#### Record extracts

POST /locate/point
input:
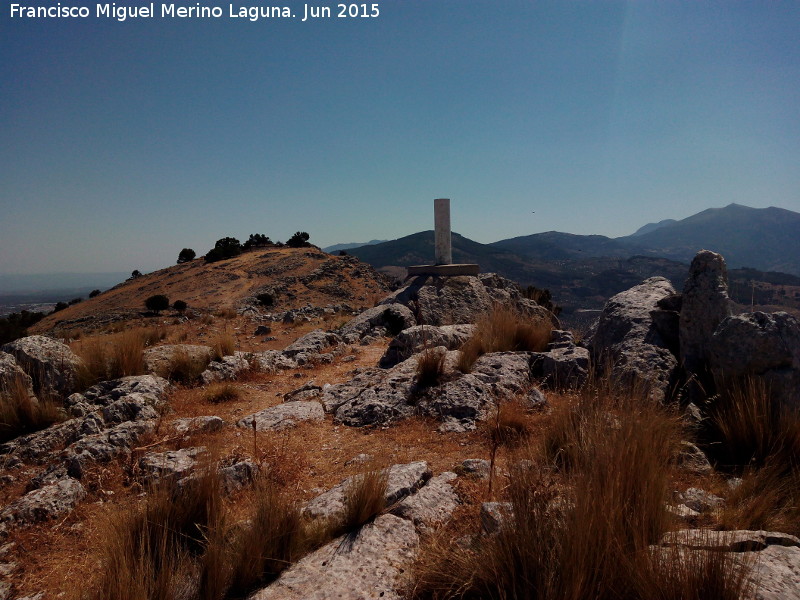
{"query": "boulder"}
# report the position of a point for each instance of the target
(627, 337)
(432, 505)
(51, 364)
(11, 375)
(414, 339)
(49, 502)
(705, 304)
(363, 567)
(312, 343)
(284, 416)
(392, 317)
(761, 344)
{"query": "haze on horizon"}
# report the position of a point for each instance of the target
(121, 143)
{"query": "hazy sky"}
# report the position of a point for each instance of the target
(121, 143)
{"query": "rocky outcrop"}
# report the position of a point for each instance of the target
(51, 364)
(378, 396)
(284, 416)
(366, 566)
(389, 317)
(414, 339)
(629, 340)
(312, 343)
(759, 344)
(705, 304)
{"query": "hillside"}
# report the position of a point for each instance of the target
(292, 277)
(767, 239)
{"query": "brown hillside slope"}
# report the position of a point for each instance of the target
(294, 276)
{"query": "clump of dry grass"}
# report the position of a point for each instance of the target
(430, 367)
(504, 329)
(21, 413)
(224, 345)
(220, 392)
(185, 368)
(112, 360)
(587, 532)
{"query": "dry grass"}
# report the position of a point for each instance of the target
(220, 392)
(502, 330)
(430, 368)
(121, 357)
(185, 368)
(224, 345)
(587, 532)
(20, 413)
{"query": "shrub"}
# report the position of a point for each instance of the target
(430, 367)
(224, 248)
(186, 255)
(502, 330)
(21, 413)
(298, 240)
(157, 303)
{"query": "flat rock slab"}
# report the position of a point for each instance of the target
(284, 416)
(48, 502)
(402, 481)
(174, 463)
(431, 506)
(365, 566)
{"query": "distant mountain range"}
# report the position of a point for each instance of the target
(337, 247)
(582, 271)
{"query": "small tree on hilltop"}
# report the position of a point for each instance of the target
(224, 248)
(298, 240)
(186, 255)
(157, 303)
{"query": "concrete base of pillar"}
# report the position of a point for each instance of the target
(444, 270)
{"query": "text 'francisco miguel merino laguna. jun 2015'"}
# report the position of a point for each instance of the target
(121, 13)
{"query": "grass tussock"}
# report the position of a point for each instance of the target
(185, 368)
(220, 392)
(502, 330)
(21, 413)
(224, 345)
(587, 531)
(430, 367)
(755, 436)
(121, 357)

########

[Instructions for the task] Turn every line of the items above into a numbered list, skipping blank lines and omitting the pictures.

[Solution to this task]
1. POST /locate/point
2. input:
3. {"query": "boulder"}
4. # report the position of a point for each instance of the target
5. (627, 337)
6. (432, 505)
7. (51, 364)
8. (11, 375)
9. (414, 339)
10. (49, 502)
11. (705, 304)
12. (363, 567)
13. (312, 343)
14. (284, 416)
15. (392, 317)
16. (761, 344)
17. {"query": "haze on horizon"}
18. # report the position of a point for each instance of the target
19. (121, 143)
20. {"query": "hazy sky"}
21. # report the position of a point for each instance of the target
22. (121, 143)
23. {"query": "rocky outcrop"}
24. # report the position of a point for each instance of the target
25. (51, 364)
26. (378, 396)
27. (284, 416)
28. (366, 566)
29. (389, 317)
30. (414, 339)
31. (629, 340)
32. (312, 343)
33. (759, 344)
34. (705, 304)
35. {"query": "hillside"}
36. # report the position of a point for each instance of the target
37. (292, 277)
38. (767, 239)
39. {"query": "brown hillside slope"}
40. # report the position of a point for each instance of the target
41. (294, 276)
42. {"query": "clump of dry grass"}
43. # report the position of a point for each instance of the target
44. (430, 367)
45. (504, 329)
46. (21, 413)
47. (224, 345)
48. (220, 392)
49. (185, 368)
50. (112, 360)
51. (587, 532)
52. {"query": "dry grass"}
53. # report the position of a point for each instance of the target
54. (220, 392)
55. (502, 330)
56. (430, 368)
57. (121, 357)
58. (185, 368)
59. (224, 345)
60. (587, 532)
61. (20, 413)
62. {"query": "shrub"}
63. # report the position of a point for each instance of the target
64. (430, 367)
65. (224, 248)
66. (186, 255)
67. (502, 330)
68. (21, 413)
69. (298, 240)
70. (157, 303)
71. {"query": "flat rock slab"}
72. # report the position of a point for each instance of the target
73. (284, 416)
74. (48, 502)
75. (402, 481)
76. (174, 463)
77. (431, 506)
78. (365, 566)
79. {"query": "distant mountain range"}
80. # report the position of a point for each instance of the target
81. (337, 247)
82. (582, 271)
83. {"query": "small tree on hilltop"}
84. # report the position of a point for each instance of the target
85. (224, 248)
86. (298, 240)
87. (186, 255)
88. (157, 303)
89. {"query": "concrete base of pillar"}
90. # report the position of a point for each instance of the target
91. (444, 270)
92. {"query": "text 'francisco miguel merino laguna. jun 2015'"}
93. # report the position of a point for each instance of the target
94. (121, 13)
95. {"query": "grass tussock"}
96. # report the position of a point for each instance of the target
97. (185, 368)
98. (220, 392)
99. (502, 330)
100. (21, 413)
101. (224, 345)
102. (587, 531)
103. (430, 367)
104. (755, 436)
105. (121, 357)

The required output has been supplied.